* _Task brief_:
Transcribe each line of the material exactly as it stands.
Records for this exercise: Begin
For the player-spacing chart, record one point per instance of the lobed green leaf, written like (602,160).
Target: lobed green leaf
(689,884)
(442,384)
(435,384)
Records for this exercise: End
* _Your response_:
For the player-spacing chart, record one point per instance of the lobed green leaf, written like (602,160).
Target: lobed green leaf
(689,884)
(442,384)
(435,384)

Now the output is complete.